Gather every line of the material below that contains the string "headstock", treating uppercase and lowercase as distinct.

_Data excerpts_.
= = = = =
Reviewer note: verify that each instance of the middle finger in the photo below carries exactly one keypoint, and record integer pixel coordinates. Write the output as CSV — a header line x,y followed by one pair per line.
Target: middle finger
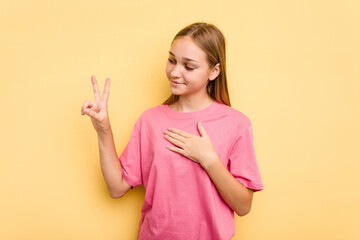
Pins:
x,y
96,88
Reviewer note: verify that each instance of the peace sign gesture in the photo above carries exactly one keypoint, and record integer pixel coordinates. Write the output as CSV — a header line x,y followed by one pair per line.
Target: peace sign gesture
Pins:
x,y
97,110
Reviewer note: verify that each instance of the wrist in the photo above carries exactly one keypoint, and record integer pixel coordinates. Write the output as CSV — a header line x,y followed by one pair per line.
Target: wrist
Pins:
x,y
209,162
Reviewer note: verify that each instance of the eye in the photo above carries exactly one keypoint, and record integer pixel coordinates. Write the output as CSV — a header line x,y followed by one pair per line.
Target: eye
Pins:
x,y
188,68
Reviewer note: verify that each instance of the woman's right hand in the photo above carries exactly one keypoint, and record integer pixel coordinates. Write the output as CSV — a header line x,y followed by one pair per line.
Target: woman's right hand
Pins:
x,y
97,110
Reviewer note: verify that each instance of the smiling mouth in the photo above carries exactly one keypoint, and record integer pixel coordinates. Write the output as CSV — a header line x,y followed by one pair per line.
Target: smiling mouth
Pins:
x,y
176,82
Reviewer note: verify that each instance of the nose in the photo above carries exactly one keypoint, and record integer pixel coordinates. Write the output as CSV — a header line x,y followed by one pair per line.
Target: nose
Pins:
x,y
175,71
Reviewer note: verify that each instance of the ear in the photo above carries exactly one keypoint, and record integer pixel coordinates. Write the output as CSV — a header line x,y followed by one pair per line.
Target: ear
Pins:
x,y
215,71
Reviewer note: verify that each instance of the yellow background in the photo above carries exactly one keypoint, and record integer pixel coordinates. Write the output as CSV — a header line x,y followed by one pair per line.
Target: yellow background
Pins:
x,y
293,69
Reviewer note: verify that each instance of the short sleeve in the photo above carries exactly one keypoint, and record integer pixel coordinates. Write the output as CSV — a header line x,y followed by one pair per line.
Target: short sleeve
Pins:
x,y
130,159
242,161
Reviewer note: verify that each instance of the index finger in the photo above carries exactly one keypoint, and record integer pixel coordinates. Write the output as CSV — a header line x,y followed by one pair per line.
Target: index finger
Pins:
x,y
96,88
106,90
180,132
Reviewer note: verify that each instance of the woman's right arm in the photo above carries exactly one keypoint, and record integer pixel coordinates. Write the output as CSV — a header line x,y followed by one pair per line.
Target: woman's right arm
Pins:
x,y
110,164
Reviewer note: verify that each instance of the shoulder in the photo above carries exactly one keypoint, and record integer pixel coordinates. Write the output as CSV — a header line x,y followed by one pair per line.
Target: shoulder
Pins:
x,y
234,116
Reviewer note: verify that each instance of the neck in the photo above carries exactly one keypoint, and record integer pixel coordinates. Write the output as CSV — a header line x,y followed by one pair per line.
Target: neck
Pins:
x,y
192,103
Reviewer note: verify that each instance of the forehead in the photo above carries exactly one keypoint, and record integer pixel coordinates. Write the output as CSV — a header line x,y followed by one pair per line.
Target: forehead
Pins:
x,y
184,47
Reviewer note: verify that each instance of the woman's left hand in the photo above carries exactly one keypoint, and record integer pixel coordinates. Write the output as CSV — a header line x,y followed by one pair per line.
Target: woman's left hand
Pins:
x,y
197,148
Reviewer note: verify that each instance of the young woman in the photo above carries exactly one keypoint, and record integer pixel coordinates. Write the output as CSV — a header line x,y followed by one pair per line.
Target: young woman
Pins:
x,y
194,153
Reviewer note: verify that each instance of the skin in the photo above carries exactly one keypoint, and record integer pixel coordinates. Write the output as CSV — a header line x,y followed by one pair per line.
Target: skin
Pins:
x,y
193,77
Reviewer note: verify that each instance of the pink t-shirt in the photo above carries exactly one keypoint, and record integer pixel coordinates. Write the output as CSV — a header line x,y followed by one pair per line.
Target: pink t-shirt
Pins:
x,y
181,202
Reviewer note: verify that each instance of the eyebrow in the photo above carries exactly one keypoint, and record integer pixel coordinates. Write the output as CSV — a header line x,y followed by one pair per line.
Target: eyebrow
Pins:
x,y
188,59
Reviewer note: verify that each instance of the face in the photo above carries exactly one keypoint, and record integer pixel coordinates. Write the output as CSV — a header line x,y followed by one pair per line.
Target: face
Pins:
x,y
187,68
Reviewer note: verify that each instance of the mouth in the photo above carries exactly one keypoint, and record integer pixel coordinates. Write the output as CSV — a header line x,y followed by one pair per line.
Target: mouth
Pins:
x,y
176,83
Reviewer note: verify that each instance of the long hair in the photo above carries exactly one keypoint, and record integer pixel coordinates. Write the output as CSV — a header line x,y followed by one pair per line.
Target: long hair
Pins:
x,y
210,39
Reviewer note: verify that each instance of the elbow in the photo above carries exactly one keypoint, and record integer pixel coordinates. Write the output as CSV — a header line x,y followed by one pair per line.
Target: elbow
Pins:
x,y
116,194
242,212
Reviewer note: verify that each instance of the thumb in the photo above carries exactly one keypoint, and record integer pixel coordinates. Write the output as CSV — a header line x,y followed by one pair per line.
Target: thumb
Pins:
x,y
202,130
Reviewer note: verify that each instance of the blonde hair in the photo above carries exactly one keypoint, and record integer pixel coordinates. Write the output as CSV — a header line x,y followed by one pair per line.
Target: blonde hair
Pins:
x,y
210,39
= = = = =
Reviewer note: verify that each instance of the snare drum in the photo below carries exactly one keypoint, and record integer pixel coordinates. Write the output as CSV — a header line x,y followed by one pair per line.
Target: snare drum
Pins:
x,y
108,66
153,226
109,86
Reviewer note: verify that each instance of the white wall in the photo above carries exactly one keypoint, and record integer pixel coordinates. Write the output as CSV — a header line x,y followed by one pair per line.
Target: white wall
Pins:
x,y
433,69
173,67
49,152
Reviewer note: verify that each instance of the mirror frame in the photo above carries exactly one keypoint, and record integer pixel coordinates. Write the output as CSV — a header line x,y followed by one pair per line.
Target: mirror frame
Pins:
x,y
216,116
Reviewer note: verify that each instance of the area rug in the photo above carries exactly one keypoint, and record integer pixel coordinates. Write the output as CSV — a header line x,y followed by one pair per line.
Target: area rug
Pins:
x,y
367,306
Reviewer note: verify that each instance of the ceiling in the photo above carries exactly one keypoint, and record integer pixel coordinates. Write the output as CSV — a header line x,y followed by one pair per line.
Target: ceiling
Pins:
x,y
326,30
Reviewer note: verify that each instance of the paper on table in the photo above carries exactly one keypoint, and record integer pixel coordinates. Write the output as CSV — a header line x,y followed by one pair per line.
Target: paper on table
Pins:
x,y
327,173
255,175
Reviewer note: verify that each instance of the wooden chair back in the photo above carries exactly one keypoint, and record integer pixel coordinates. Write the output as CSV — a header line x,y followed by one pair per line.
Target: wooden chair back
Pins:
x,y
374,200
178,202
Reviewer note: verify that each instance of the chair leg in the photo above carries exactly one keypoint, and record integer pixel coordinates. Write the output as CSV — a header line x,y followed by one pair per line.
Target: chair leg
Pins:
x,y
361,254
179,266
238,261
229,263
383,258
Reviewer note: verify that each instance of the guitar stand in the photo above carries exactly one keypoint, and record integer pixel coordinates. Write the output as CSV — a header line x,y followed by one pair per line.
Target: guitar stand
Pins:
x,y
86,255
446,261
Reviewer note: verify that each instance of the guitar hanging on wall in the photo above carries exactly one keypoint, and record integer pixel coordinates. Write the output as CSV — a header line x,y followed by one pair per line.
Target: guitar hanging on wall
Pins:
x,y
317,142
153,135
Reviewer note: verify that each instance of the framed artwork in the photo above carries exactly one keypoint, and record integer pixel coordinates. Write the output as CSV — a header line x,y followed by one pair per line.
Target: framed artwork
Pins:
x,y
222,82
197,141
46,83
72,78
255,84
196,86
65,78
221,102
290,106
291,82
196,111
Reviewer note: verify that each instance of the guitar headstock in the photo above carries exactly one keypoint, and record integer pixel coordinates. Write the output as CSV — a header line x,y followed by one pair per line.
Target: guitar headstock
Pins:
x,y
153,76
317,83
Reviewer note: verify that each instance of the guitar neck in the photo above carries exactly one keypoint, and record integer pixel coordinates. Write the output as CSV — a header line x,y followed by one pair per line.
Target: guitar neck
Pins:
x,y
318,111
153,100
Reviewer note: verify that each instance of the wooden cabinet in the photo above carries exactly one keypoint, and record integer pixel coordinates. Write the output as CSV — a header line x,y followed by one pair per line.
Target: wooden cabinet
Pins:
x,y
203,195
= = = = =
_Solution to this exercise_.
Reviewer note: verify that each instance of the guitar headstock in the photo above carries exactly one keypoint, and record integer pixel coordinates. Write the output as CSV — a header line x,y followed by one pair per line.
Target: guitar headstock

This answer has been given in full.